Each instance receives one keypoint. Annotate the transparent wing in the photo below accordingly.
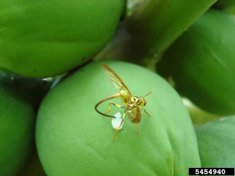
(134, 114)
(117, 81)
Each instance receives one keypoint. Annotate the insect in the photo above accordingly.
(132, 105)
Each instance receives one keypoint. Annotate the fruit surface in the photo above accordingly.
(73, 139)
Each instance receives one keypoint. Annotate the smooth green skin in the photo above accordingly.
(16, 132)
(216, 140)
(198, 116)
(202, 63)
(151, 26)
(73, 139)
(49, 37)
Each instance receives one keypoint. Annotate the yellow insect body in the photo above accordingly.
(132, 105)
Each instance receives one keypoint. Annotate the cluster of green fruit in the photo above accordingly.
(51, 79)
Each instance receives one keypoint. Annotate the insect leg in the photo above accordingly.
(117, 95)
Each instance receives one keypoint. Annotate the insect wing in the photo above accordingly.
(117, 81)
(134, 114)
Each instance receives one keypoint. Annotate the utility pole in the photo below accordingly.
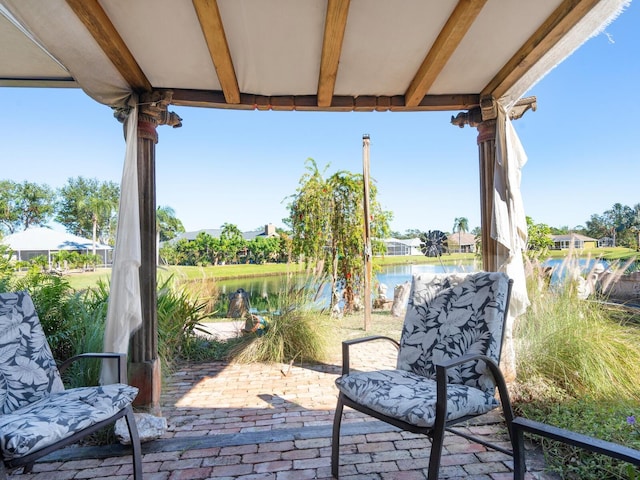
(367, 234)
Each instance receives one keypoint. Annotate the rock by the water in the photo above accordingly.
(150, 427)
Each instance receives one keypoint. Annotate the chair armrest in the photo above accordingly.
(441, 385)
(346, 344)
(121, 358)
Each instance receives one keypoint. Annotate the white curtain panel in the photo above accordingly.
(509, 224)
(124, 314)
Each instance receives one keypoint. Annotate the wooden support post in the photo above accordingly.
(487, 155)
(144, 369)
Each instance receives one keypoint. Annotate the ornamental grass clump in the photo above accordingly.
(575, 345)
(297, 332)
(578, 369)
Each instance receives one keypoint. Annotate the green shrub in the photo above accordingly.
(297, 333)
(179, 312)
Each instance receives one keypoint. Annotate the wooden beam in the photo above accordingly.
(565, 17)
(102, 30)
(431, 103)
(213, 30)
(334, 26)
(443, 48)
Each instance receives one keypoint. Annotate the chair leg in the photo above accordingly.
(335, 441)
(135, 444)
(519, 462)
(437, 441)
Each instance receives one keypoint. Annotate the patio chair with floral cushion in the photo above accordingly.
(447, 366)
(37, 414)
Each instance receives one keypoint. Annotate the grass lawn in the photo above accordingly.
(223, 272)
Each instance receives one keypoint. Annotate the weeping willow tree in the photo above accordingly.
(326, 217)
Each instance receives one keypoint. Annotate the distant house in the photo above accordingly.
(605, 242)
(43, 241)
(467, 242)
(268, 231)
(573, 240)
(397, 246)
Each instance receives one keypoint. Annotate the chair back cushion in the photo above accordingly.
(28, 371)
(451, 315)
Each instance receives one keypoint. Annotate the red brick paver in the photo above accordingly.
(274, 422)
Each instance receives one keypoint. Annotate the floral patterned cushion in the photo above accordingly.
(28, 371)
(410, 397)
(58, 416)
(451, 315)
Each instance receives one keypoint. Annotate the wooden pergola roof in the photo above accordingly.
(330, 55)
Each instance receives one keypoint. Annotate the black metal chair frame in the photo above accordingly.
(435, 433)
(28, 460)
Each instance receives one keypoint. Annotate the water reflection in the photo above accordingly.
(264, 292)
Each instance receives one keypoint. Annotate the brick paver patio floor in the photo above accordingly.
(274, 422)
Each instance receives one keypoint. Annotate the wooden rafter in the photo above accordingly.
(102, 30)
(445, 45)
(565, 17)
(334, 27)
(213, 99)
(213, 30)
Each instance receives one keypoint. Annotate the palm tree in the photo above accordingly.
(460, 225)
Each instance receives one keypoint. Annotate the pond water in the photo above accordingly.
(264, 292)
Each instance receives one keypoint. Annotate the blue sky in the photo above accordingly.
...
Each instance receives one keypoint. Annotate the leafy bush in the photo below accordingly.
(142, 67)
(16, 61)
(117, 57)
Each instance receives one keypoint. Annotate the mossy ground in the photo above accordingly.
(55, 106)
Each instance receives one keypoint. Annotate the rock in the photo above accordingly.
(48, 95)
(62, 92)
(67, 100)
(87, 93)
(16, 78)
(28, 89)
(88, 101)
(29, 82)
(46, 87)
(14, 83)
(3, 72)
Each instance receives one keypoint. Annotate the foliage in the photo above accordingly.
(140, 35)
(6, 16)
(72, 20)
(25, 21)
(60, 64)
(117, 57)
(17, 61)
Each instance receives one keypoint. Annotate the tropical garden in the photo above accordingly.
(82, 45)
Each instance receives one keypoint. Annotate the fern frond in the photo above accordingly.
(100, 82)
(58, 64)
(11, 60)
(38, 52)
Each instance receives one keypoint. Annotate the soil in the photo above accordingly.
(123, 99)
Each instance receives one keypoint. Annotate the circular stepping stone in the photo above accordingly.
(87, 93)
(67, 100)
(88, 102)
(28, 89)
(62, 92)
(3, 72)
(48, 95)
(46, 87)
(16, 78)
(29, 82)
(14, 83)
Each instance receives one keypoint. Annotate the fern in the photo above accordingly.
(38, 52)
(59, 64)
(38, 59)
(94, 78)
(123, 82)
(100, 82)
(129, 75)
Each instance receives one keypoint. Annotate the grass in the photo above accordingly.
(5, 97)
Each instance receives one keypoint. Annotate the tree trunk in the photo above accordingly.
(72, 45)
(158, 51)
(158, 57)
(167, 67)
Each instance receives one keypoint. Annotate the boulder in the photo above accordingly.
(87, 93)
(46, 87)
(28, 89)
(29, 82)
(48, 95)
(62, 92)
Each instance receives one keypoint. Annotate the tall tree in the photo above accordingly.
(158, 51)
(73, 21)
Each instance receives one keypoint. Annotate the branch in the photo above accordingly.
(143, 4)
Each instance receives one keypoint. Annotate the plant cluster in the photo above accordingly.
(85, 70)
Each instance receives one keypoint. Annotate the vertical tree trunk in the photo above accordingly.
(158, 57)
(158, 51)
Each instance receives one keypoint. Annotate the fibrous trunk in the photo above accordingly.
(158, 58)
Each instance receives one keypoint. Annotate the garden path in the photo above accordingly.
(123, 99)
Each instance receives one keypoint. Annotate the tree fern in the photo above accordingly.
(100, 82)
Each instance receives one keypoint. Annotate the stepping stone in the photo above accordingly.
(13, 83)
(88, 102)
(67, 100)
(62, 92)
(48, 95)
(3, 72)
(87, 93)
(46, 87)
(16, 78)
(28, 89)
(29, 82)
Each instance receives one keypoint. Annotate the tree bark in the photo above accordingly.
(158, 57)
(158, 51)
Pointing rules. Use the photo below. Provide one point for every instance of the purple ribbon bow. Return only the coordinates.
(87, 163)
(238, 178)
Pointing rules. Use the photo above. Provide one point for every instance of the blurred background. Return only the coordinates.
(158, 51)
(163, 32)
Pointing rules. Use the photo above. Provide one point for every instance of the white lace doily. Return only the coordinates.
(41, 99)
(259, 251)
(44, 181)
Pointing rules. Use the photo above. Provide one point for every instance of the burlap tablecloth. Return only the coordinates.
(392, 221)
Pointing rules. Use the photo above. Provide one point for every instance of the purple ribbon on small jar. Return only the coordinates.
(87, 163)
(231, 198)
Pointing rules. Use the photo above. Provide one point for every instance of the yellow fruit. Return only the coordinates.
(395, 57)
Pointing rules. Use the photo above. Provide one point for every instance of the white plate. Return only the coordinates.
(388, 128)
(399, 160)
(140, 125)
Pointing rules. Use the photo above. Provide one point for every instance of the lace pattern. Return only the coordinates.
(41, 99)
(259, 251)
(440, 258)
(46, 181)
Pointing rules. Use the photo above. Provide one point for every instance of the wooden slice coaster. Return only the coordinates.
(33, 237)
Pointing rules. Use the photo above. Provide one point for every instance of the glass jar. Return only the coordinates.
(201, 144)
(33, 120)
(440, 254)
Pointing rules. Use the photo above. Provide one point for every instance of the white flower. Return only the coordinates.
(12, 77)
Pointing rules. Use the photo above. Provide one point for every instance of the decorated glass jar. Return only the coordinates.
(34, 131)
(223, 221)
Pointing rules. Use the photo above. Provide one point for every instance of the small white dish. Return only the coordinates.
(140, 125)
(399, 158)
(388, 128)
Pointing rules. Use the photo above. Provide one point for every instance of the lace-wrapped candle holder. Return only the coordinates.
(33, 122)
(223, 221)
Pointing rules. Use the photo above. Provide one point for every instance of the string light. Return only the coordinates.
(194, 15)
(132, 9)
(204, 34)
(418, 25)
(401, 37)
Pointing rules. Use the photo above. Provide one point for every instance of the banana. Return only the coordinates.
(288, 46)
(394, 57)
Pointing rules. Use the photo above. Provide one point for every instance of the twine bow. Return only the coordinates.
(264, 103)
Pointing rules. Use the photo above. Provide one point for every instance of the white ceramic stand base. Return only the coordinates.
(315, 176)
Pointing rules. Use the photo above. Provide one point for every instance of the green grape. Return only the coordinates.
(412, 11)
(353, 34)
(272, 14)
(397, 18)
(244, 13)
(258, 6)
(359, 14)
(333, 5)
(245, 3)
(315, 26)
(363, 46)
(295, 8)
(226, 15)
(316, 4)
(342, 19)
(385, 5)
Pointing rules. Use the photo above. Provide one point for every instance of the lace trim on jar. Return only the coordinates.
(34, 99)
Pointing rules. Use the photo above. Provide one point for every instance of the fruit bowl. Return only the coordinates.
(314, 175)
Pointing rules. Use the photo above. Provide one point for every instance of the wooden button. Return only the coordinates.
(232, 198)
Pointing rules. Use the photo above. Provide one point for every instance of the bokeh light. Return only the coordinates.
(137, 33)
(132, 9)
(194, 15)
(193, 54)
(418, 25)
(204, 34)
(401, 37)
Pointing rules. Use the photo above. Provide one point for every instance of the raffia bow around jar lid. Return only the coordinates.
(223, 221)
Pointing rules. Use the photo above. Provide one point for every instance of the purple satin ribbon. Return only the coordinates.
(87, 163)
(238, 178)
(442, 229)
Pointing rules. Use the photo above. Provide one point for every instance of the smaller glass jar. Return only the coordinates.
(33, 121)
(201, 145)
--
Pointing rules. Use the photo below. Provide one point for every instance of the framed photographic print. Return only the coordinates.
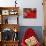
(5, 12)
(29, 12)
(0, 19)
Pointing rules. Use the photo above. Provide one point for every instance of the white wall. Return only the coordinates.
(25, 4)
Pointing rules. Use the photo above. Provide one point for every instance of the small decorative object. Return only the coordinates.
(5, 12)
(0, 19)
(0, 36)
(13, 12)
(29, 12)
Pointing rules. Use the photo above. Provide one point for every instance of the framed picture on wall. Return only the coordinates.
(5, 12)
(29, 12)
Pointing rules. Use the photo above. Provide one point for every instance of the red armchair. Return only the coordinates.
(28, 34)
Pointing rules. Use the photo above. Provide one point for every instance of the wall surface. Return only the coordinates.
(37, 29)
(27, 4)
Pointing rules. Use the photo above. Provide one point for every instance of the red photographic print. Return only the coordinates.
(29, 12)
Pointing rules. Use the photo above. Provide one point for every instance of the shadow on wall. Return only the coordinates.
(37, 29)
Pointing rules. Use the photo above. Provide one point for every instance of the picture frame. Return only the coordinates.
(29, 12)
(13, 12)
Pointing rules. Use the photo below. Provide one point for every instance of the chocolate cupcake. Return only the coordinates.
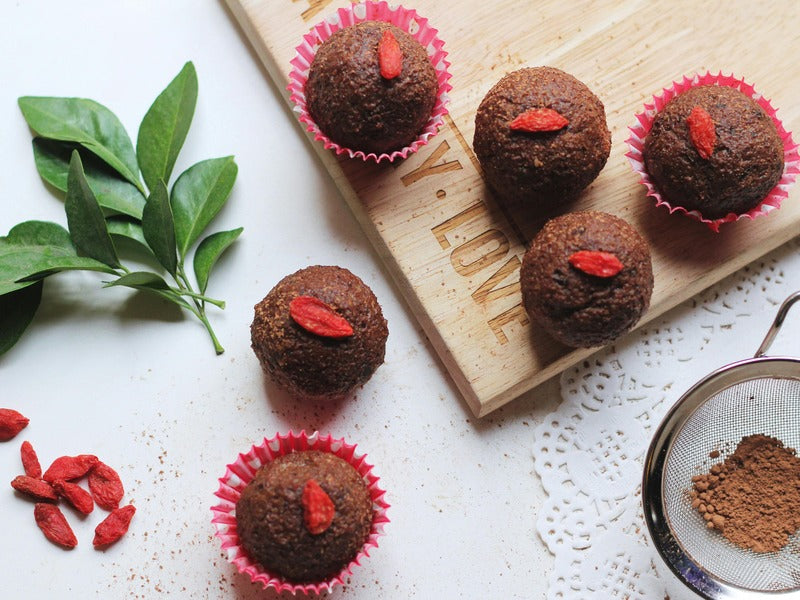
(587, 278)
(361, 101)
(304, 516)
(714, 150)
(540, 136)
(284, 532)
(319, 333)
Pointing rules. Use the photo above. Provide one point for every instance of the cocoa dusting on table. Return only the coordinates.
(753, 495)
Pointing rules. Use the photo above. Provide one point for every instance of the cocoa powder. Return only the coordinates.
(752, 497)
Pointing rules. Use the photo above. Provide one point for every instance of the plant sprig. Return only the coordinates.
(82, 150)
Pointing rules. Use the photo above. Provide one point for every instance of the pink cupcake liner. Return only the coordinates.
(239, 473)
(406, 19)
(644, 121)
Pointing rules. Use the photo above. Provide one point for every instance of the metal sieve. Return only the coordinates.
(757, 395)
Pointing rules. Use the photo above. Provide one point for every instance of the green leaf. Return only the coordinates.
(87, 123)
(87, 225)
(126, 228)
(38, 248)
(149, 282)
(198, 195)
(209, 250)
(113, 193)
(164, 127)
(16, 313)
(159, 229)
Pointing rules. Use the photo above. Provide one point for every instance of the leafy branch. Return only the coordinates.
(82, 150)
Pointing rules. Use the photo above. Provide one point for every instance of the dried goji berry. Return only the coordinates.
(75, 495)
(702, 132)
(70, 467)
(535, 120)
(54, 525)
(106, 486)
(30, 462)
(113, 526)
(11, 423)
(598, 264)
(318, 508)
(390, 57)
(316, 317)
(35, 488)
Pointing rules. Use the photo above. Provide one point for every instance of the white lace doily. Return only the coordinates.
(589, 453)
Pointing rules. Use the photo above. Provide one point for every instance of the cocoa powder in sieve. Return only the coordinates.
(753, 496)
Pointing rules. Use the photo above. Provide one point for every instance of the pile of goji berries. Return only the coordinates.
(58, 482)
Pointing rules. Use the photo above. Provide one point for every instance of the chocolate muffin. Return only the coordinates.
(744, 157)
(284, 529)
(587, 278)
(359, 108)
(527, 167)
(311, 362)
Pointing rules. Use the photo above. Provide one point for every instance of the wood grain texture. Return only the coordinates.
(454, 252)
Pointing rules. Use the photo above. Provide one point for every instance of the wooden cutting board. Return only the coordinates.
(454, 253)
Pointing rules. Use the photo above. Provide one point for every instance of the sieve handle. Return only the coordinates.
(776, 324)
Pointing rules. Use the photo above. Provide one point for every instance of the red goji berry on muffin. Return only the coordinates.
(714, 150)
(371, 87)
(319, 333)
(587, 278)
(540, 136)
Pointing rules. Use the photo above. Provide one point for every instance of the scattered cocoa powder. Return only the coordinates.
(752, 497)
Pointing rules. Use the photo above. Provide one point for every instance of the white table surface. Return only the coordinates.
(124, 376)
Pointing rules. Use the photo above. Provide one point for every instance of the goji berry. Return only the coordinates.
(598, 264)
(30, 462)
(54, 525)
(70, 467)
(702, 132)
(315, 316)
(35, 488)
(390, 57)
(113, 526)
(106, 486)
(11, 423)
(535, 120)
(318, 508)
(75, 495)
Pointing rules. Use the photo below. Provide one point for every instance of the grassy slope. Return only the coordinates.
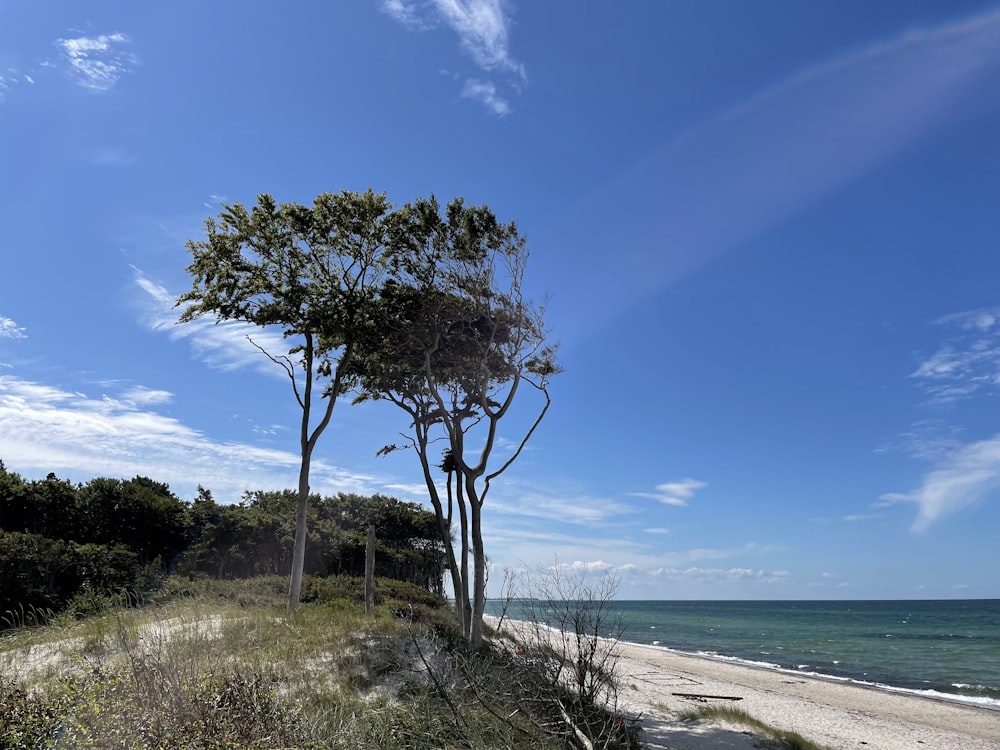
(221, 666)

__PROBLEM TO WORK ON__
There is a run of lines above from the one with "Each instance receives one keypoint. Annotate the brick" to the one with "Each instance receives one keypoint. Annotate the blue"; print exactly that run, both ends included, and nothing else.

__SOLUTION TO THE EXERCISE__
Each instance receives one keypoint. Annotate the brick paver patio floor in the photo above accordingly.
(274, 422)
Each instance receives one keypoint. Annotate the wooden rafter in the photo above accordingly.
(102, 30)
(445, 45)
(565, 17)
(334, 27)
(213, 99)
(213, 30)
Each instance receives one keypoint. Annotate the palm tree in the photo above accordingly.
(460, 225)
Each instance receives one keypoint. Annotate the pond water in the photo above accordingly.
(264, 292)
Each instance receives one keypoint. Annotate the blue sky in the photo above accordingly.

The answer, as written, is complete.